Labeled-object pointing listing:
## begin

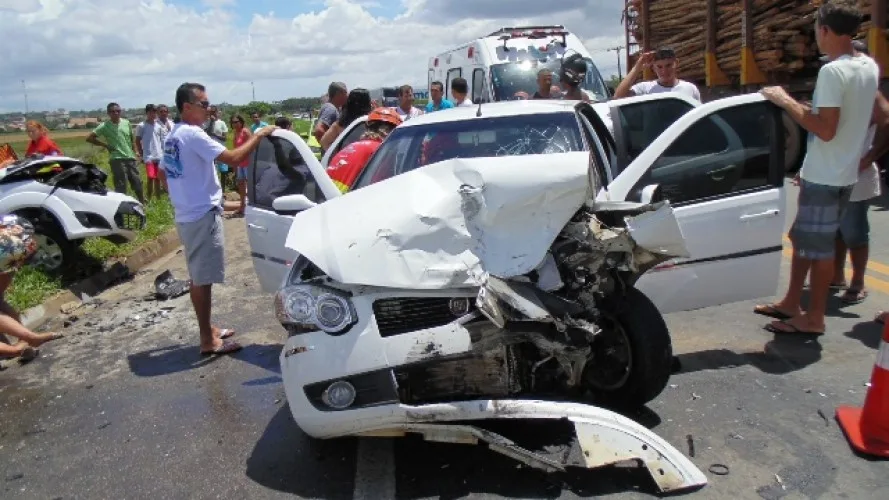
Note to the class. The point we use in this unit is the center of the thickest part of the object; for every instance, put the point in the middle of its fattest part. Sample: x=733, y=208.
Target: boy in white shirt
x=854, y=228
x=842, y=105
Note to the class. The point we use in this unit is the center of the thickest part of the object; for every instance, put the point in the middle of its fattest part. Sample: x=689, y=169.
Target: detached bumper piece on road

## end

SET EXERCISE:
Retype every line of the listing word for word, leaving out the pictures.

EXPECTED OUTPUT:
Note to the class. The point we use in this unit is the center of the thickest part of the object; for every instance, put the point in the middle of its fattest part. Sample: x=733, y=208.
Target: boy in white shirt
x=854, y=228
x=842, y=105
Note to the class. The point we use in this unit is the center of the thickest part of the object; for every instance, put the point in the middle of its fattest part. Sample: x=689, y=169.
Target: detached bumper piece on road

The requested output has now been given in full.